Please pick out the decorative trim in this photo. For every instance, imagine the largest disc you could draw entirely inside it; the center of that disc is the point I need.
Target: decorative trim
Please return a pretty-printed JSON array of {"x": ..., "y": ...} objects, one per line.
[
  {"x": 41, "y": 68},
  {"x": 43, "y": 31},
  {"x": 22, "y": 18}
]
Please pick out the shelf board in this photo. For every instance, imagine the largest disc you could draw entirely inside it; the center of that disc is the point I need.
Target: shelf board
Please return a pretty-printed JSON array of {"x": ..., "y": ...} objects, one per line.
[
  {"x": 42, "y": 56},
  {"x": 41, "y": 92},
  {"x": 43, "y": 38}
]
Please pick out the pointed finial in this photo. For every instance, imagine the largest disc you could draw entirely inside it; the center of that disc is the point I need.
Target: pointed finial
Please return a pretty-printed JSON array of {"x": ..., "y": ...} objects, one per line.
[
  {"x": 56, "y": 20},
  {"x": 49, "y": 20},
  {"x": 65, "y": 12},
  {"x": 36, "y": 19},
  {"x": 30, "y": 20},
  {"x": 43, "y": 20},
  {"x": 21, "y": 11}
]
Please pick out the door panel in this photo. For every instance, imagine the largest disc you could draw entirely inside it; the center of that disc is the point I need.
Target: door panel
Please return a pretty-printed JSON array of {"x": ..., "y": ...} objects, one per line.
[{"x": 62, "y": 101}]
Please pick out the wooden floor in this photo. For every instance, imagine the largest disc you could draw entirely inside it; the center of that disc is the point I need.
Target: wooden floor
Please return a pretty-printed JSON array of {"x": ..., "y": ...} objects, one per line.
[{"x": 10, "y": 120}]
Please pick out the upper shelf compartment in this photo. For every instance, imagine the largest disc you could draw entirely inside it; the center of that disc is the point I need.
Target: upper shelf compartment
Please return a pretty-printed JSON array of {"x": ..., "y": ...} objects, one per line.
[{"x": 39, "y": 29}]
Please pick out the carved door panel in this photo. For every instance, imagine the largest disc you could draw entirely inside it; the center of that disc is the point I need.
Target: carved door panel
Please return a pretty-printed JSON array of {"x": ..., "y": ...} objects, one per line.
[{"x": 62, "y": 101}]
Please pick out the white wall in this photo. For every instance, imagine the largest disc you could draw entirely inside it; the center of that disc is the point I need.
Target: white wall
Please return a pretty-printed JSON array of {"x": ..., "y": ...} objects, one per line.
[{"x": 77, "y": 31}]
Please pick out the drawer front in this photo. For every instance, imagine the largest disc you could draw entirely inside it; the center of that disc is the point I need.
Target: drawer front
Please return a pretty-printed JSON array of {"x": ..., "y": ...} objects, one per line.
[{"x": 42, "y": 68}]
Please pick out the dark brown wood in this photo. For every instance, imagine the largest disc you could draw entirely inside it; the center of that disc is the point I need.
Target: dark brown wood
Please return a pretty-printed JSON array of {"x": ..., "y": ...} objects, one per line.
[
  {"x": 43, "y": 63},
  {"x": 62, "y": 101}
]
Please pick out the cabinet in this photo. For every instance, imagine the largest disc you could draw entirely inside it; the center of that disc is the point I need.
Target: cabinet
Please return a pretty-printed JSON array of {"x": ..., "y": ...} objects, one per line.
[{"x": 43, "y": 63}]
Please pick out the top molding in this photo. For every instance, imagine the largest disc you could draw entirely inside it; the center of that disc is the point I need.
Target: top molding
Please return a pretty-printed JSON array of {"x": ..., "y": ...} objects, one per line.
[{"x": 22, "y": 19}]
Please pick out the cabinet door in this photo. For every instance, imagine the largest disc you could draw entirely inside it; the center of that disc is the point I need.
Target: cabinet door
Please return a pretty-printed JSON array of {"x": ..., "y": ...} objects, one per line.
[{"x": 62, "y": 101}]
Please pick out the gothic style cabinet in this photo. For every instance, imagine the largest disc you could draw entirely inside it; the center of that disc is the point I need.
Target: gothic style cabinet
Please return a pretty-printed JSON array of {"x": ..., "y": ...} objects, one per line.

:: What is expected ::
Find the line with "Please pick out the wooden" in the entries above. Retype it and each line after it, exactly, through the line with "Target: upper shelf compartment", and stop there.

:: Result for this exercise ::
Please pick out the wooden floor in this photo. For every instance, imagine the largest disc you could draw entirely inside it; the center of that disc is the point I need.
Target: wooden floor
Please return a pretty-printed JSON array of {"x": ..., "y": ...} objects, one per line.
[{"x": 10, "y": 120}]
Please pick out the upper shelf compartment in this photo. For every instance, imagine the largest disc you could draw entirely inside it; the center of that disc is the point I need.
Target: upper shelf compartment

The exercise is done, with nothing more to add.